**Set problem**
List every city and country named in the darmstadtium text.

** START Reading text **

An anonymous reader writes "According to Nature Magazine, chemists will vote in Ottawa, Canada this week, and are expected to approve the chemical element 110's informal moniker, 'darmstadtium', and give it the chemical symbol Ds. The title honors the Laboratory for Heavy Ion Research (called GSI) in Darmstadt, Germany, where the substance was first made. It seems that 'disputes over claimed sightings of new elements have [previously] led to acrimonious and nationalistic battles over naming', but not in this case."

4 of 291 comments (clear)

  1. Re:Natural vs ??? by Gorny · · Score: 2, Insightful

    All existing naturally ocurring heavy elements are the result of ancient supernovae. It is quite possible that these new elements already exist around other supernovae, which whilst catastropic, are definitely natural. It is just that none was around when the earth coalesced.

** END Reading text **
** START Dataset section **

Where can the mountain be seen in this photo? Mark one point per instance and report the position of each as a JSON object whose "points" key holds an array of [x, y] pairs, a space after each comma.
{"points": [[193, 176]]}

** END Dataset section **

**Answer to this problem**
Ottawa, Canada, Darmstadt, Germany